## As tarefas
1. Liste todos os itens da caracterização que o ator coloca no texto sobre o Papai Noel.
2. Responda com base no texto sobre o Papai Noel:
(a) Quantos anos tem o homem que se caracteriza?
(b) Em que andar do Miramar Shopping fica o trono?
(c) Segundo ele, por que não pode ser visto enquanto se caracteriza?
3. Dê continuidade ao texto sobre o Papai Noel a partir da última frase.

**** Texto do documento ****

Dentro da sala em que se prepara, ele coloca a barba longa e branca, o bigode que chega a enrolar nas pontas, e antes de posicionar os cabelos encaracolados, a campainha toca. Então, o professor abre a porta, se escondendo atrás dela, pois não pode ser visto por qualquer pessoa de fora enquanto se caracteriza. O motivo? "Para não perder a magia", afirma.
Depois de posicionar os cabelos e a toquinha vermelha, é a hora de colocar os demais acessórios. Assim que o homem de 58 anos, que não aparenta ter mais de 45 anos, coloca os óculos ovais no rosto, é como se o Papai Noel estivesse encarnado ali.
Seu rosto parece que ganha linhas de expressões que marcam o quanto o tempo passou, e a impressão é de que se está diante de uma pessoa que conhece a vida toda. É como um encontro com o passado, com a infância. De fato, naquela sala, estava o verdadeiro Papai Noel.
Enquanto caminha em direção ao elevador que o leva para primeiro piso do Miramar Shopping, onde fica seu trono, o ator precisa passar por uma porta que tem o reconhecimento facial para liberar o acesso, e pasmem: o leitor o reconhece como o Bom Velhinho.

**** Seção de dados ****

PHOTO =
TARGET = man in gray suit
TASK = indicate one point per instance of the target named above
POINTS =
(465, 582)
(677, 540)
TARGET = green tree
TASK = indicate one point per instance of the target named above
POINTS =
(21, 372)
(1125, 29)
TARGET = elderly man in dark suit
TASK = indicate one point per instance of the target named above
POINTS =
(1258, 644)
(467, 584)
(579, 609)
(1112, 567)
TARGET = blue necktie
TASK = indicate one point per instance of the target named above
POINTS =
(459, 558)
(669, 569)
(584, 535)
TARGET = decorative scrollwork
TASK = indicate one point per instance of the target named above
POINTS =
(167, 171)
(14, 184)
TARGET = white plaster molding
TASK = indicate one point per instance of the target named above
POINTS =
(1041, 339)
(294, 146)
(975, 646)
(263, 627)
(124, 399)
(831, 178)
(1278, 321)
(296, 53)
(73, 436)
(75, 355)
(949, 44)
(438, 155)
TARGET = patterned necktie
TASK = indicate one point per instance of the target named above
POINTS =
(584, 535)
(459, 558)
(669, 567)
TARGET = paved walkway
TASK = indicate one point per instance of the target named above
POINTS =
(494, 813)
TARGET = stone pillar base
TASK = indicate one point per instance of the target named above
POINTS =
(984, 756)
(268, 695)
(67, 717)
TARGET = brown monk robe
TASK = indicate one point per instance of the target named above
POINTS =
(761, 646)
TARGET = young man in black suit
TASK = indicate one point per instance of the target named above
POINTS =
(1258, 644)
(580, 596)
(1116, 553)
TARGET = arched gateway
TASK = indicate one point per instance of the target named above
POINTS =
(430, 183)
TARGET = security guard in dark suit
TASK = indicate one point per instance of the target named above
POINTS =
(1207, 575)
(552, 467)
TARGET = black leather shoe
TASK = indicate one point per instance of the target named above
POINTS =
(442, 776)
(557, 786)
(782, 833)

****

## Respostas às tarefas
1.
- Barba longa e branca
- Bigode que chega a enrolar nas pontas
- Cabelos encaracolados
- Toquinha vermelha
- Óculos ovais

2.
(a) 58 anos.
(b) No primeiro piso.
(c) "Para não perder a magia".

3.
35 anos como Noel
A história de B.V. como o mais famoso personagem natalino começa em 1988, quando vestiu pela primeira vez a roupa do bom velhinho, ao ser contratado por uma empresa. "É uma consequência do meu trabalho de ator. Eu sou ator desde muito jovem e aí surgiu o convite. Geralmente, era um funcionário que se vestia, mas eles não estavam contentes. E foi assim que eu comecei a primeira vez de Papai Noel”, relembra.
Quase dez anos depois, ele foi chamado para uma atividade com as crianças no shopping onde atua hoje, e, a partir disso, surgiu o convite para participar das festividades do Natal. Desde lá, ele só deixou de trabalhar nessa época dentro do estabelecimento por três anos, e com isso, soma mais de 23 natais, levando alegria para crianças, adultos e até pets.
B.V. encara mesmo o personagem, que é inspirado no bispo São Nicolau, criado no século IV por Nicolau Taumaturgo. Em sigilo, ele colocava um saco com moedas de ouro na chaminé das casas dos mais necessitados na época do Natal.
"Eu gosto de pesquisar quem é o personagem, a lenda, as histórias, o porquê que ele distribui o presente. Agora, o resultado é o personagem, talvez, o mais difícil. Eu fui aprendendo que o Papai Noel é muito maior que todos nós. Muito maior do que qualquer personagem que eu já tenha feito. Porque ele é real, né? As pessoas não vão ali ver um personagem, uma cena, uma história. Eles vão conversar com uma pessoa", confessa.
O Bom Velhinho também o ajudou a superar os próprios limites. Em 2005, ele precisou se aventurar e descer de rapel do último andar do shopping, mesmo muitos duvidando de sua capacidade. "Desci com o shopping lotado, minha esposa grávida na plateia, quase que a bebê nasceu porque ela ficou nervosa, assim como a minha mãe. Mas eu estava me divertindo muito."
Viver a magia do Natal é ainda uma fonte de renda extra importante para esse artista autônomo. "Papai Noel me ajuda a ter o meu 13º de artista", acrescenta ele.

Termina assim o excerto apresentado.